▶ [Kutipan Terpilih]
───
"Mandi madu" di angkasa
Di langit nan cerah
Antara Sumba-Sumbawa...
WIDAWATI, Aniks, Yasinta Valeria dan Muhamad Fattah sungguh dibikit repot pagi itu. Kurang lebih selama satu jam mereka bergantian bolak-balik mengambil tissue guna mengeringkan bagasi kabin yang basah oleh benda cair. Benda cair berkental yang menebarkan aroma khas.
Salah seorang di antara mereka bahkan harus berdiri di atas bangku kecil sekian lama guna mencapai sudut kabin. Tissue yang gampang basah pun disusun berlapis agar penumpang di bawah tidak terkena benda cair alias "mandi madu" sungguhan pada ketinggian jelajah 34.000 kaki.
Perjalanan Kupang-Jakarta, Sabtu 7 Februari 2009 dengan pesawat Boeing 737 seri 400 milik Batavia Air guna mengikuti peringatan Hari Pers Nasional (HPN) di Jakarta kembali menambah pengalaman lucu, unik dan berkesan bagi saya. Lucu, unik dan berkesan tentang tindak tanduk, sikap dan perilaku penumpang pesawat terbang di Indonesia.
Tepat pukul 07.05 WITA, pesawat dengan nomor penerbangan 7P-702 lepas landas dari Bandara El Tari-Kupang. Proses take-off yang mulus menembus angkasa Kupang yang sedang cerah. Kutengok ke muka dan belakang, hampir seluruh kursi terisi penumpang.
Rute Kupang-Jakarta dengan transit Surabaya memang dikenal sebagai jalur gemuk untuk maskapai penerbangan. Ada dua penerbangan pagi hari dari Kupang yaitu Lion Air dan Batavia. Sedangkan siang hari dilayani Mandala, Sriwijaya Air, Merpati dan City Link Garuda.
───
▶ [Materi yang Diberikan]
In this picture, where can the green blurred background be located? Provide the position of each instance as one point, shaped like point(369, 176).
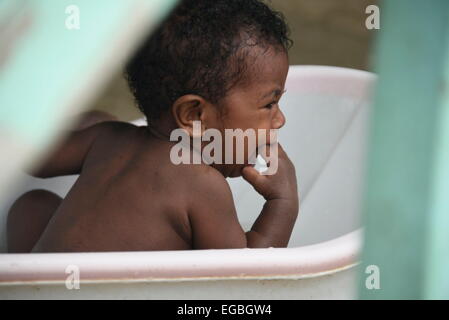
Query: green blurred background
point(325, 32)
───
▶ [Tugas yang Diminta]
1. Jawablah pertanyaan berikut berdasarkan kutipan tentang penerbangan Kupang-Jakarta.
(a) Pada ketinggian jelajah berapa kaki penumpang bisa terkena "mandi madu" sungguhan?
(b) Pukul berapa pesawat lepas landas dari Bandara El Tari-Kupang?
(c) Maskapai apa saja yang melayani rute Kupang-Jakarta pada siang hari?
2. Lanjutkan kisah perjalanan Kupang-Jakarta ini mulai dari kalimat terakhirnya.

▶ [Jawaban Tiap Tugas]
1.
(a) Ketinggian jelajahnya adalah 34.000 kaki.
(b) Pesawat lepas landas tepat pukul 07.05 WITA.
(c) Pada siang hari, rute itu dilayani oleh Mandala, Sriwijaya Air, Merpati, dan City Link Garuda.

2.
Pimpinan penerbangan di akhir pekan itu adalah kapten pilot Fanto. Saya tak ingat nama ko-pilotnya. Duet "sopir" burung besi hari itu dibantu empat awak kabin yang ramah dan cekatan, Aniks, Widawati, Valeria dan M Fattah.
Sekitar 20 menit pertama semuanya berjalan lancar. Kulihat dua rekan di samping tertidur. Sungguh penerbangan yang nyaman karena cuaca sedang bersahabat. Ketika empat awak kabin mulai membagi-bagikan seketul roti dan segelas air mineral berlogo Batavia kepada setiap penumpang, terdengar sedikit "gerakan" di kursi nomor 16, 17 dan 18. Ada sesuatu yang terjadi dengan penumpang di sana.
Seorang penumpang memberitahu pramugari bahwa ada rembesan benda cair dari bagasi kabin. Pramugari mendekat dan disambut aroma madu yang sungguh tak bisa ditipu.
Spontan pramugari bertanya siapa pemilik madu itu? Seperti dugaan saya yang sejak awal memperhatikan kejadian itu, pramugari tidak segera mendapat jawaban guna mempercepat aksi memindahkan barang itu. Butuh beberapa menit untuk membuka bagasi kabin dan memeriksa satu persatu barang di dalamnya. Untung tidak lama kemudian sumber cairan itu ditemukan dan pemiliknya mengakui.
Kendati madu sudah dipindahkan, namun rembesannya masih melengket di kabin. Maka Aniks, Widawati, Valeria dan M Fattah bergantian membersihkan dengan tissue agar salah satu sumber makanan bergizi tinggi itu tidak membasahi penumpang. Cukup lama kerepotan ini berlangsung. Saat itu saya kira kami sedang terbang di atas Pulau Sumba dan Sumbawa.
***
SAYA tidak kaget kalau penumpang pesawat dari Kupang membawa madu. Madu adalah salah satu jenis oleh-oleh alias buah tangan dari Kupang selain daging se'i (daging sapi) yang diasap.
Madu dari Pulau Timor ada dua jenis yang kesohor yaitu madu batu dan madu pohon. Semuanya alamiah. Artinya, bersumber dari lebah yang hidup liar. Bukan lebah yang diternakkan sebagaimana di daerah lain Indonesia.
Madu batu dihasilkan kawanan lebah yang hidup di antara bebatuan di hutan Timor. Rasanya khas. Daerah penghasil madu di Timor antara lain, Kabupaten Kupang, Timor Tengah Selatan dan Timor Tengah Utara.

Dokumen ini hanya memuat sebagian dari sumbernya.